===== Extract

3.1. Rules of Communication

3.1.1. The Rules


1. Protocols are necessary for effective communication and include:
1. An identified sender and receiver
2. Common language and grammar
3. Speed and timing of delivery
4. Confirmation or acknowledgment requirements
2. Protocols used in network communications also define:
1. Message encoding
2. Message delivery options
3. Message Formatting and Encapsulation
4. Message Timing
5. Message Size

3.1.2. Message Encoding


1. Encoding between hosts must be in appropriate format for the medium.
2. Messages are first converted into bits by the sending host.
3. Each bit encoded into pattern of sounds, light waves, electrical impulses depending network media
4. The destination host receives and decodes the signals in order to interpret the message.

3.1.3. Message Formatting and Encapsulation

3.1.4. Message Size


1. Long messages are broken into smaller pieces to travel across a network.
1. Each piece is sent in a separate frame.
2. Each frame has its own addressing information.
3. Receiving host will reconstruct multiple frames into the original message.

3.1.5. Message Timing


1. Access Method
Hosts on a network need to know when to begin sending messages and how to respond when collisions occur.
2. Flow Control
Source and destination hosts use flow control to negotiate correct timing to avoid overwhelming the destination
and ensure information is received.
3. Response Timeout
Hosts have rules to specify how long to wait for responses and what action to take if a response timeout occurs.

==========

▶ [Stated problem]:
Do these statements agree with the notes on rules of communication? Answer yes or no for each, quoting the words that decide it. 1. The sending host converts messages into bits. 2. A long message travels across a network as one single frame. 3. Flow control helps keep the destination host from being overwhelmed.

===== Source material

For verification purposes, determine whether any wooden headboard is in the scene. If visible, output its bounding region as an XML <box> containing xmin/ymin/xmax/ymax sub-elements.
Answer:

==========

▶ [Task solution]:
1. Yes: "Messages are first converted into bits by the sending host."
2. No: "Long messages are broken into smaller pieces to travel across a network." and "Each piece is sent in a separate frame."
3. Yes: "Source and destination hosts use flow control to negotiate correct timing to avoid overwhelming the destination"